### [BRIEF]
Down to the last character, repeat the data that follows.

··· DATA RECORDS ···

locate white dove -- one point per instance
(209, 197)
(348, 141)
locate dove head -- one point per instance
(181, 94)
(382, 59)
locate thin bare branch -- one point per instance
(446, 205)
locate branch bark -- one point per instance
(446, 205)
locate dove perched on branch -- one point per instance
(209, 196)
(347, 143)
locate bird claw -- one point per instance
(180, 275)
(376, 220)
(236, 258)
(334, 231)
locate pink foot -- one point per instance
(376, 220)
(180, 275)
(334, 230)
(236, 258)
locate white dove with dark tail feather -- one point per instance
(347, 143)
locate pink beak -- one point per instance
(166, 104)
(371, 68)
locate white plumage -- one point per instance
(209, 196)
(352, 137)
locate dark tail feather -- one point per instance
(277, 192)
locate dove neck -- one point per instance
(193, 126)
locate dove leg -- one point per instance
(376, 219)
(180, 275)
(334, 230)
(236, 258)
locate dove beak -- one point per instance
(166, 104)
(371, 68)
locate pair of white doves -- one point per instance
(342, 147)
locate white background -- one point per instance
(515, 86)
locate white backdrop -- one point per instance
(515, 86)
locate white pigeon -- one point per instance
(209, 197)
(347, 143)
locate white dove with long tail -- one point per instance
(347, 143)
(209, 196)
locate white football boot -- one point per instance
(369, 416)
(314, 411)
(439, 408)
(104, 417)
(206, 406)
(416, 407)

···

### [WRITTEN REPLY]
locate white dove -- one point per instance
(209, 197)
(348, 141)
locate dove head -- one point per instance
(181, 94)
(382, 59)
locate thin bare branch -- one point per instance
(446, 205)
locate branch bark -- one point per instance
(446, 205)
locate dove perched on branch -- one point per instance
(209, 196)
(347, 143)
locate bird claw -- one point per instance
(180, 275)
(376, 220)
(236, 258)
(334, 231)
locate pink foot -- one point per instance
(376, 220)
(180, 275)
(334, 230)
(236, 258)
locate white dove with dark tail feather -- one point per instance
(347, 143)
locate pink beak -- one point per instance
(166, 104)
(371, 68)
locate white plumage -- one point per instance
(209, 196)
(352, 137)
locate dark tail feather -- one point per instance
(277, 192)
locate dove neck -- one point per instance
(193, 126)
locate dove leg -- one point per instance
(376, 219)
(180, 275)
(334, 230)
(236, 258)
locate dove beak -- one point per instance
(166, 104)
(371, 68)
locate pair of white doves -- one point per instance
(342, 147)
locate white background -- one point per instance
(515, 86)
locate white backdrop -- one point per instance
(515, 86)
locate white pigeon -- one point per instance
(209, 197)
(347, 143)
locate white dove with long tail -- one point per instance
(347, 143)
(209, 196)
locate white football boot -- one point per instance
(369, 416)
(314, 411)
(439, 408)
(104, 417)
(206, 406)
(416, 407)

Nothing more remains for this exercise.